Point-per-instance localization data:
================

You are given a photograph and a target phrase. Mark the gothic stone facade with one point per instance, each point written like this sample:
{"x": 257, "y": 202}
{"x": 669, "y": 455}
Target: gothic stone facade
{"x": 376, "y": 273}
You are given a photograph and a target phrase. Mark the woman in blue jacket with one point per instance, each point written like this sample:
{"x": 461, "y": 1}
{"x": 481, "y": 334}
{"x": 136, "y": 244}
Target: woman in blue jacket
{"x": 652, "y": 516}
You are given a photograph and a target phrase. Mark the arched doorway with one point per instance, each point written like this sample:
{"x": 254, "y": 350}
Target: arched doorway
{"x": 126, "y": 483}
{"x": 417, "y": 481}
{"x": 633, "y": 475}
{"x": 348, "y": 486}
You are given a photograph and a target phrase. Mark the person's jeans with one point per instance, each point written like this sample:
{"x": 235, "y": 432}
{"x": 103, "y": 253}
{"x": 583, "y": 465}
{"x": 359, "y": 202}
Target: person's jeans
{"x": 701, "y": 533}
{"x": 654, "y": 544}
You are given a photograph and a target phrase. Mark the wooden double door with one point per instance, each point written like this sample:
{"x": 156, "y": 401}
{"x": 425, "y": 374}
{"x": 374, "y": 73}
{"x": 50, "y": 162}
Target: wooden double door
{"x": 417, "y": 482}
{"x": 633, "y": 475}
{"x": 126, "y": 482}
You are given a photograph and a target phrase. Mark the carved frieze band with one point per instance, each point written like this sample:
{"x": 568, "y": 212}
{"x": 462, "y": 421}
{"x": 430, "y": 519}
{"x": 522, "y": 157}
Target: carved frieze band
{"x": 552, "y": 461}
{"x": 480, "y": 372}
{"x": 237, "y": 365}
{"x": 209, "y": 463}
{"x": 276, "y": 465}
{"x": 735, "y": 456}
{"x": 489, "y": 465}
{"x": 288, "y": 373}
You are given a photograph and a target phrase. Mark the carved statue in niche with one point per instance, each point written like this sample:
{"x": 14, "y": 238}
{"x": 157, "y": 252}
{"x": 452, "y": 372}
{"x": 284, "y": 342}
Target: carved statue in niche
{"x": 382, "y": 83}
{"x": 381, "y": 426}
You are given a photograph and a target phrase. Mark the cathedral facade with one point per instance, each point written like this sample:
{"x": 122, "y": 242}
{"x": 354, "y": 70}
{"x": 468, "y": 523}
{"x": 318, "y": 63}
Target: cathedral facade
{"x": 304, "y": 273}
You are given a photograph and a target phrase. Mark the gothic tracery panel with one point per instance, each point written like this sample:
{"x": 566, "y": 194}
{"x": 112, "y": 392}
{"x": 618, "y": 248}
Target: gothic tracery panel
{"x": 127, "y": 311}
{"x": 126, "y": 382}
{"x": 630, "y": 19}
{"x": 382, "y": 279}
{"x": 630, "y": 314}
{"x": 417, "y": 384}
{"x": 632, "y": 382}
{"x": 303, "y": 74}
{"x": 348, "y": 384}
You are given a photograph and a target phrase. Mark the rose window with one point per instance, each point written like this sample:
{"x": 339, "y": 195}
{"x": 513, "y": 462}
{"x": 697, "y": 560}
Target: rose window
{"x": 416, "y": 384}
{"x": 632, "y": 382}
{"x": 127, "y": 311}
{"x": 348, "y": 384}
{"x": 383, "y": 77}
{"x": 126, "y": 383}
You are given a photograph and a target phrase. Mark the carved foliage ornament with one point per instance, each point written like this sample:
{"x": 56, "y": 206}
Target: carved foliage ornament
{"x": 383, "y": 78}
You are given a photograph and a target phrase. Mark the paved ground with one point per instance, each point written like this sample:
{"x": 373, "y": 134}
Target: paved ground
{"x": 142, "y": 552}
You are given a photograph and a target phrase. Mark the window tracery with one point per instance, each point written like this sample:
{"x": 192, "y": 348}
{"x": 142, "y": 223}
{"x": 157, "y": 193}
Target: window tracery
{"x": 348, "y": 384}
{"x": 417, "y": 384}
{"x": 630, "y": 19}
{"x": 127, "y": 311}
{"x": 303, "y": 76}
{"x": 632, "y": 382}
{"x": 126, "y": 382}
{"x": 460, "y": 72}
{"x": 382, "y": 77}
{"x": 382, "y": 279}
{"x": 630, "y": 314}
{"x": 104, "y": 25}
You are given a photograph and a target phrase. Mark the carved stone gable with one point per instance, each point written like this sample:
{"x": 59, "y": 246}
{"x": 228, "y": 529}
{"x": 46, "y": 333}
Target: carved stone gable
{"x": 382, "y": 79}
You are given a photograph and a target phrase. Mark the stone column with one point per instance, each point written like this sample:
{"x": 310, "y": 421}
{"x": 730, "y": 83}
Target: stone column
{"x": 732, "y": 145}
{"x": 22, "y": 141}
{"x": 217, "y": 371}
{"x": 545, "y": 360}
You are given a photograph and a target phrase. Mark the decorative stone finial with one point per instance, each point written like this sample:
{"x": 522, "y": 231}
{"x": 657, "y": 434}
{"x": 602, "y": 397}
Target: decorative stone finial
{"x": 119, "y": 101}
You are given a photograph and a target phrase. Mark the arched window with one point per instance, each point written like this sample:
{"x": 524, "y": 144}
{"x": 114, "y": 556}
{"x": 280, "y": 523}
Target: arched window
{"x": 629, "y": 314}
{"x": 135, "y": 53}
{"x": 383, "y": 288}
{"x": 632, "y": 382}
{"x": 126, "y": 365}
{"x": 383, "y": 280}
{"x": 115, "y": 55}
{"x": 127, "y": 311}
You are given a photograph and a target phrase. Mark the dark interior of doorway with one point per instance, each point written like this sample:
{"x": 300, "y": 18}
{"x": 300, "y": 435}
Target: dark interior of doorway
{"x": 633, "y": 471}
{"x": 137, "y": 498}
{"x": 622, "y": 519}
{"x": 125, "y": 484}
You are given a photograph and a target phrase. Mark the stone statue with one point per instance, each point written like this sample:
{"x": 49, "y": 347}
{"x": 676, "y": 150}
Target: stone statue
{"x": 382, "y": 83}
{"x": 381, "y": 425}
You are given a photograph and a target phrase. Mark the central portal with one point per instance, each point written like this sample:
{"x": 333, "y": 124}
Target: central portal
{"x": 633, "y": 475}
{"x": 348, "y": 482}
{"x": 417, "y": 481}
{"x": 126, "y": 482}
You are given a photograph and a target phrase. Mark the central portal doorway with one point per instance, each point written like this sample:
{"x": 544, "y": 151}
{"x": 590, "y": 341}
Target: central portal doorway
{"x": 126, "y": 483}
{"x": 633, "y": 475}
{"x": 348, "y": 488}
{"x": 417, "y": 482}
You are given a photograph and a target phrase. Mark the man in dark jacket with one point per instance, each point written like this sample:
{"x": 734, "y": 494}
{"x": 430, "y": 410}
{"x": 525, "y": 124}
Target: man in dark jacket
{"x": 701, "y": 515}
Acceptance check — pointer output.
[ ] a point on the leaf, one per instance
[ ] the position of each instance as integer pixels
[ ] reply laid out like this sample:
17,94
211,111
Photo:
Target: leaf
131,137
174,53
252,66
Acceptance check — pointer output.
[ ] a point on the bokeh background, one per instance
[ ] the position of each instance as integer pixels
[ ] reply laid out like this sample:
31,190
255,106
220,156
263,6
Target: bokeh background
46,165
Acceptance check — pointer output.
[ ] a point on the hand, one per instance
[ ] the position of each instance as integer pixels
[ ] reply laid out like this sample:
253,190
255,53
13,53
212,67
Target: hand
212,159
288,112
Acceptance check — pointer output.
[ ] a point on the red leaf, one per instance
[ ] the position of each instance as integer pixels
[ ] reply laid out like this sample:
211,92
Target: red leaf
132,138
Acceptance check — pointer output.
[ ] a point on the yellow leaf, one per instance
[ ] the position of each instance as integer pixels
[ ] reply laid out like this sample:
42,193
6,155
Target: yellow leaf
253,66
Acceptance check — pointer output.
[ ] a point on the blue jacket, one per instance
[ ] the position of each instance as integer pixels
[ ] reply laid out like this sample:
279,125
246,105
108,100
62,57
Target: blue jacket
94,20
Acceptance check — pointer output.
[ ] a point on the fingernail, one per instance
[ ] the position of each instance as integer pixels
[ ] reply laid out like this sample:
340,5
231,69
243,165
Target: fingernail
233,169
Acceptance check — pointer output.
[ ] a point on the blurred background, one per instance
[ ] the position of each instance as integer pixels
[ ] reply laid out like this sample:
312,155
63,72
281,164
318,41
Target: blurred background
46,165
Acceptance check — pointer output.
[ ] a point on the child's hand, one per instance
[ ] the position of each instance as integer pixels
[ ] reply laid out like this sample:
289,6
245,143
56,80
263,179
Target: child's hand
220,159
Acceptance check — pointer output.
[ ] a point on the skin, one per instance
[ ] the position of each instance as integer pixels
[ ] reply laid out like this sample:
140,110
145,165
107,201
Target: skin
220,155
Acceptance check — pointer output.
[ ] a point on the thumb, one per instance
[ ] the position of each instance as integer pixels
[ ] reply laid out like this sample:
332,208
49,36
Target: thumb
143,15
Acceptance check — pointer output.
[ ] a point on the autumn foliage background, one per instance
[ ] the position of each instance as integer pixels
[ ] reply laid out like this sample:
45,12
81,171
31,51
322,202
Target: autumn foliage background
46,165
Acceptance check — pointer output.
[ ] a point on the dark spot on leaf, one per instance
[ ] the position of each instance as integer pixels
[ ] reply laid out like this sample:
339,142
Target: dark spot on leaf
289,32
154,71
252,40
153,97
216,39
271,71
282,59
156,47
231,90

================

• **Exercise**:
Only those lines of the entries above that run from the line containing "Target: dark interior of doorway" to the line containing "portal doorway with", both included, should be transcribed exactly.

• **Result of this exercise**:
Target: dark interior of doorway
{"x": 633, "y": 471}
{"x": 137, "y": 498}
{"x": 622, "y": 519}
{"x": 125, "y": 484}
You are given a photograph and a target phrase. Mark the stone statue with one point per instance, each point written like this sample:
{"x": 49, "y": 347}
{"x": 676, "y": 150}
Target: stone statue
{"x": 382, "y": 83}
{"x": 381, "y": 425}
You are given a photograph and a target phrase. Mark the central portal with one point per instance, each point written like this sample:
{"x": 333, "y": 124}
Target: central portal
{"x": 633, "y": 475}
{"x": 348, "y": 482}
{"x": 417, "y": 481}
{"x": 126, "y": 482}
You are given a photograph and a target phrase. Mark the central portal doorway with one point per instance, each point written like this sample:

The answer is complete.